START Selected text

The buttonquails or hemipodes, despite their common name and similar resemblance to smaller members like the Asian blue quail (erroneously called "button quail"), are not related at all. They are presently placed in the family Turnicidae of the order Charadriiformes, in the same category as shorebirds.

The collective noun for a group of quail is flock, bevy or covey.

== Taxonomy ==
"Old World quail" may denote the following genera of the tribe Coturnicini:
- Genus Synoicus
  - Brown quail, Synoicus ypsilophorus
  - Snow Mountain quail, Synoicus monorthonyx
  - Blue quail, Synoicus adansonii
  - King quail, Synoicus chinensis
- Genus Coturnix
  - Rain quail, Coturnix coromandelica
  - Harlequin quail, Coturnix delegorguei
  - Common quail, Coturnix coturnix
  - †Canary Islands quail, Coturnix gomerae (fossil)
  - Japanese quail, Coturnix japonica
  - †New Zealand quail, Coturnix novaezelandiae (extinct)
  - Stubble quail, Coturnix pectoralis
- Genus Perdicula
  - Jungle bush quail, Perdicula asiatica
  - Rock bush quail, Perdicula argoondah
  - Painted bush quail, Perdicula erythrorhyncha
  - Manipur bush quail, Perdicula manipurensis
- Genus Ophrysia
  - Himalayan quail, Ophrysia superciliosa (critically endangered/extinct)

== Behaviour ==
Old World quail are small, plump terrestrial birds. They are seed eaters, but will also take insects and similar small prey. They nest on the ground and are capable of short, rapid bursts of flight. Some species, such as the Japanese and common quail, are migratory and fly for long distances.
 Some quail are farmed in large numbers. The common and Japanese (or coturnix) quail are both raised for table meat or to produce eggs. They are also readily hunted, often artificially stocked on game farms or to supplement wild populations.

Migrating common quail are known to eat some poisonous seeds with no apparent ill effects but store the poison in their body fat, poisoning people who subsequently eat these birds; this condition is known as "coturnism".

END Selected text
START Exercise data

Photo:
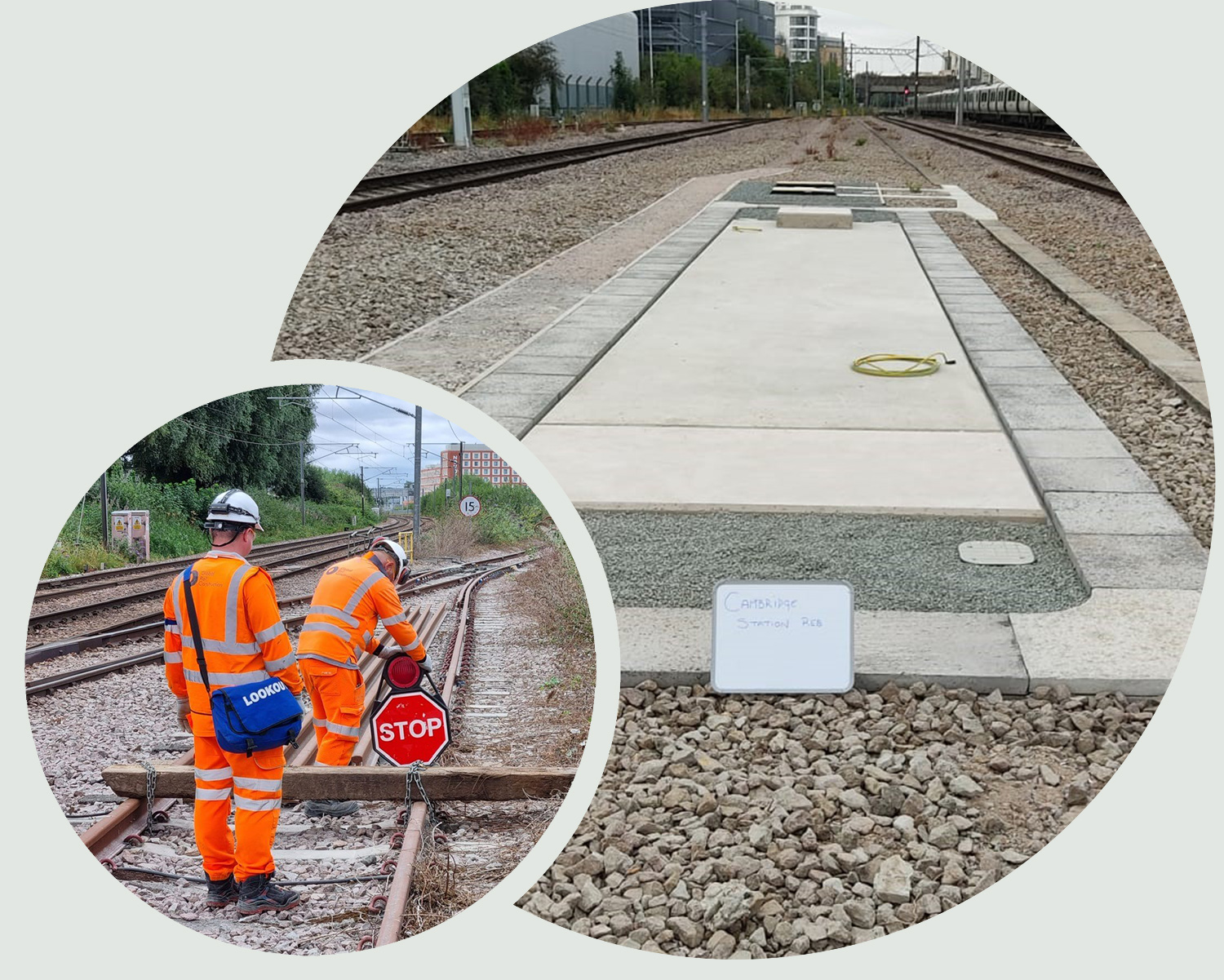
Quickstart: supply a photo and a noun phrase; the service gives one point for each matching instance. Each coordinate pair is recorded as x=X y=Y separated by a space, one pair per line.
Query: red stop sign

END Exercise data

- _Instructions_
1 > Retype everything in the quail passage from "The buttonquails or" down to "category as shorebirds.".
2 > List the genera that the quail passage gives under "Old World quail".
The material is separate from the quail passage.

- _Responses per task_
1 >
The buttonquails or hemipodes, despite their common name and similar resemblance to smaller members like the Asian blue quail (erroneously called "button quail"), are not related at all. They are presently placed in the family Turnicidae of the order Charadriiformes, in the same category as shorebirds.

2 > Synoicus, Coturnix, Perdicula, Ophrysia